Vorliegender Text:

Es wird nun geklagt über die Durchführung der Festnahme.6 Ja, meine Damen und Herren, man weiß ja, daß unsere Organe der Polizei nicht immer den größten Aufwand von Knigge entfalten, wenn sie mit solchen Herren zusammenkommen, die sie festhalten sollen.

(Sehr gut! rechts.)

Ich habe trotzdem nach der Richtung das meinige getan. Ich habe versucht, den Herren Privatlogis, das ihnen von anderer Seite verschafft werden sollte, zur Verfügung zu stellen. Wenn das bis jetzt noch nicht gelungen ist, so hängt das wohl damit zusammen, daß es jetzt in Berlin überhaupt außerordentlich schwer ist, Privatlogis zu bekommen.

(Zuruf rechts: Privatlogis am Laternenpfahl! - Pfuirufe bei den Unabhängigen Sozialdemokraten.- Abgeordneter Ledebour: Das ist ein sehr gefährlicher Wunsch von Ihnen! - Weitere Zurufe von den Unabhängigen Sozialdemokraten: Schämt Euch, im Deutschen Reichstag solche Bestialitäten auszusprechen!)

Präsident: Ich bitte um Ruhe! Das Wort hat der Herr Minister!

Aufgabe A:
Beantworte anhand des Redeauszugs:
(i) Worüber wird laut dem Redner geklagt?
(ii) Welche Schwierigkeit in Berlin nennt er als Grund dafür, dass sein Versuch noch nicht gelungen ist?
(iii) Welcher Abgeordnete ruft „Das ist ein sehr gefährlicher Wunsch von Ihnen!“?
Aufgabe B: Liste alle Zurufe auf, die im Redeauszug innerhalb der Klammervermerke wörtlich wiedergegeben sind.
Für diese Aufgaben spielen die Zeilen keine Rolle.

Gesammelte Daten:

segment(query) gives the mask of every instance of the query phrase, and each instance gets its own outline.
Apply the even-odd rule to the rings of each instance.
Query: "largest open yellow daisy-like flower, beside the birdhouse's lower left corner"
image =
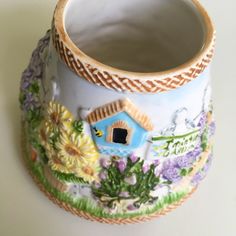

Erwartete Ausgabe A:
(i) Über die Durchführung der Festnahme.
(ii) Es ist in Berlin derzeit außerordentlich schwer, Privatlogis zu bekommen.
(iii) Abgeordneter Ledebour.

Erwartete Ausgabe B:
- Sehr gut!
- Privatlogis am Laternenpfahl!
- Das ist ein sehr gefährlicher Wunsch von Ihnen!
- Schämt Euch, im Deutschen Reichstag solche Bestialitäten auszusprechen!